▶ **Task objective**
Please reproduce every item below line for line, leaving out the pictures.

>> BEGIN Exercise data

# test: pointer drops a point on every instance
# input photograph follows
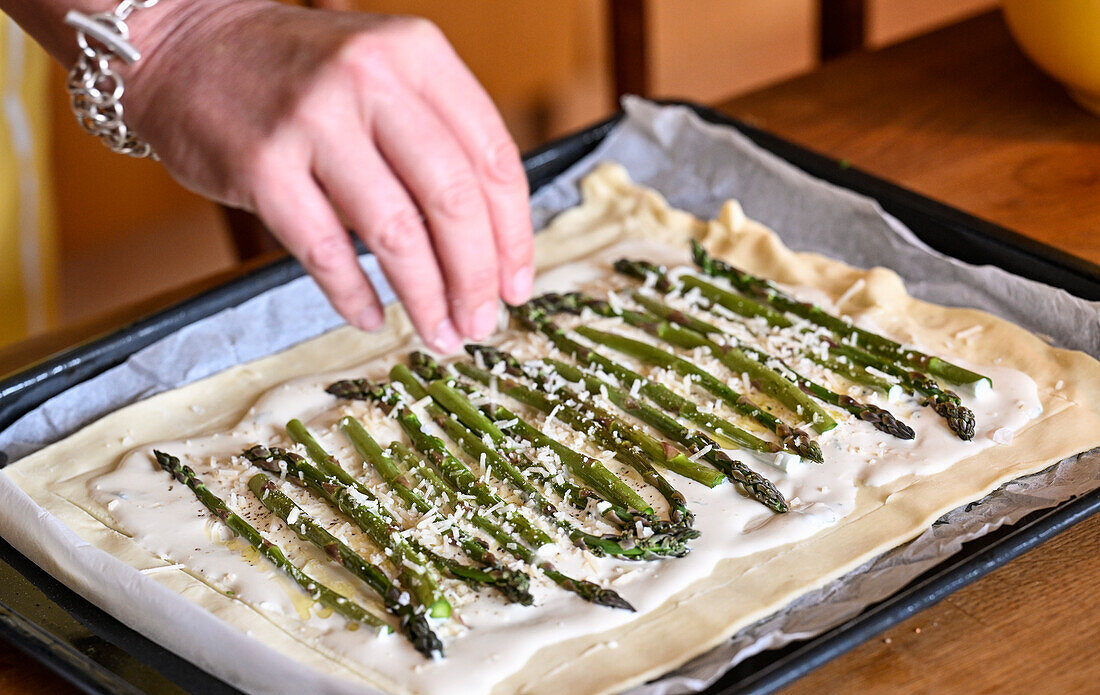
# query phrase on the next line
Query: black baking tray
(99, 654)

>> END Exercise data

▶ **Expected answer**
# test: pointer drops a point on every instance
# input photograph follows
# query phrase on the next line
Query: black baking tray
(99, 654)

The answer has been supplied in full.